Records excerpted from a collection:
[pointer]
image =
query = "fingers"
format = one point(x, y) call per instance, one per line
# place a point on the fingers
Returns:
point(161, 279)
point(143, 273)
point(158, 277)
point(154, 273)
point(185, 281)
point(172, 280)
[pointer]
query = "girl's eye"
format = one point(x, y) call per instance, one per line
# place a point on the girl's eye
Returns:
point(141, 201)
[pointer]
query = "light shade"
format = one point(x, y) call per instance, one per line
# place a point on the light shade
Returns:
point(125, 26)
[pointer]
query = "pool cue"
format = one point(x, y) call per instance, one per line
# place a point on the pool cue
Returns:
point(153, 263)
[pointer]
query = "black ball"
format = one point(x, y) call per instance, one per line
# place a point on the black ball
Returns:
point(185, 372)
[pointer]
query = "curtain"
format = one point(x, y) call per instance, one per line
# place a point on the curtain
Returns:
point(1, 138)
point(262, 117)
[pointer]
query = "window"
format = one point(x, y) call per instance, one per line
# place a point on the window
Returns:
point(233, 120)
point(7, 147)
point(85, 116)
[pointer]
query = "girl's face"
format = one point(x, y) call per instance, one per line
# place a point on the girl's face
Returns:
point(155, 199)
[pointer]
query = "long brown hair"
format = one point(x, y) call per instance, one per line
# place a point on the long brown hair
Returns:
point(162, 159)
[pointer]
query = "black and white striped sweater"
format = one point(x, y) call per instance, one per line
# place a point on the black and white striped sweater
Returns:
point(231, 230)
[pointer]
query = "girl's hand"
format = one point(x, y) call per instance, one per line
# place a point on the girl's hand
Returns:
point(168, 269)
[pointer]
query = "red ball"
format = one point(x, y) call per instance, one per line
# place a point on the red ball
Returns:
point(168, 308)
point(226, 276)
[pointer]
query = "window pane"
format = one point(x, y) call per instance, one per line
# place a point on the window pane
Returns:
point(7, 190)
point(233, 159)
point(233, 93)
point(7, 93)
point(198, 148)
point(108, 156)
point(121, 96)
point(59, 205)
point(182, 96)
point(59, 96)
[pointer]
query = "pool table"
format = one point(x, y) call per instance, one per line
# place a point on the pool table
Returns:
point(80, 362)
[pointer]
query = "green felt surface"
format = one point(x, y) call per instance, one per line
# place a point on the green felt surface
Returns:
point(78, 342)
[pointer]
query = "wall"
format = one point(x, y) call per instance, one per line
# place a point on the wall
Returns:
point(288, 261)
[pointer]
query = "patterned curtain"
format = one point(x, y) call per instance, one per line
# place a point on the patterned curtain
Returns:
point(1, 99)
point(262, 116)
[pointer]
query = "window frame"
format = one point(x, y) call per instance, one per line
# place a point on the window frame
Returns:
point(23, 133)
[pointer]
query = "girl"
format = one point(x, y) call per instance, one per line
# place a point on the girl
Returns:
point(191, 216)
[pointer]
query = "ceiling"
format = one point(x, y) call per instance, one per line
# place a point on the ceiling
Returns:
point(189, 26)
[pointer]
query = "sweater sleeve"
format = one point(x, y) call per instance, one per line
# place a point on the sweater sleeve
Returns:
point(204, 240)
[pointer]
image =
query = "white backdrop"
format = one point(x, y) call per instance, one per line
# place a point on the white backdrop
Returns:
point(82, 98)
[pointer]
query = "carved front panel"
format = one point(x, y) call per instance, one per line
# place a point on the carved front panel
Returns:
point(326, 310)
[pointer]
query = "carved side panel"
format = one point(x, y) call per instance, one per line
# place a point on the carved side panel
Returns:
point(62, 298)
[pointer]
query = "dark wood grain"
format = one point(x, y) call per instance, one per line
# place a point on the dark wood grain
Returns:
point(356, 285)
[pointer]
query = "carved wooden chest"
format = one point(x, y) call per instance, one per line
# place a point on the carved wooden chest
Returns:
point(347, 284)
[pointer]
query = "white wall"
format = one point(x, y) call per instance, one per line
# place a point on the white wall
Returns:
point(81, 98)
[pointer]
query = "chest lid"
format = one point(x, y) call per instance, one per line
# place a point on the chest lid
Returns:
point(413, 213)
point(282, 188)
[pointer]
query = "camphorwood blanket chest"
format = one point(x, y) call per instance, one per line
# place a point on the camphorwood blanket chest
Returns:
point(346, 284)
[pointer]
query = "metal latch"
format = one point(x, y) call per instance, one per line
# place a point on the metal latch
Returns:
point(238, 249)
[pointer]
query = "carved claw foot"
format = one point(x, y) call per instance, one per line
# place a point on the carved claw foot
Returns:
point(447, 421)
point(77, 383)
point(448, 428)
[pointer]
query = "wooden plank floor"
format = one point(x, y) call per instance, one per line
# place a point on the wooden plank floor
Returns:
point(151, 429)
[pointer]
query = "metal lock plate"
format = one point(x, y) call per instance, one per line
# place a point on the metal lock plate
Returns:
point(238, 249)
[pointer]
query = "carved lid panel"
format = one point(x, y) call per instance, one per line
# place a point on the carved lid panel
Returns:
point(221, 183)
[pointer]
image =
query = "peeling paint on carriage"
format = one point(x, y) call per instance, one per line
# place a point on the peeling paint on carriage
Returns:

About this exercise: Wherever "felt" appears in a line of the entries, copy that line.

Result below:
query = "green felt surface"
# place a point on the green felt surface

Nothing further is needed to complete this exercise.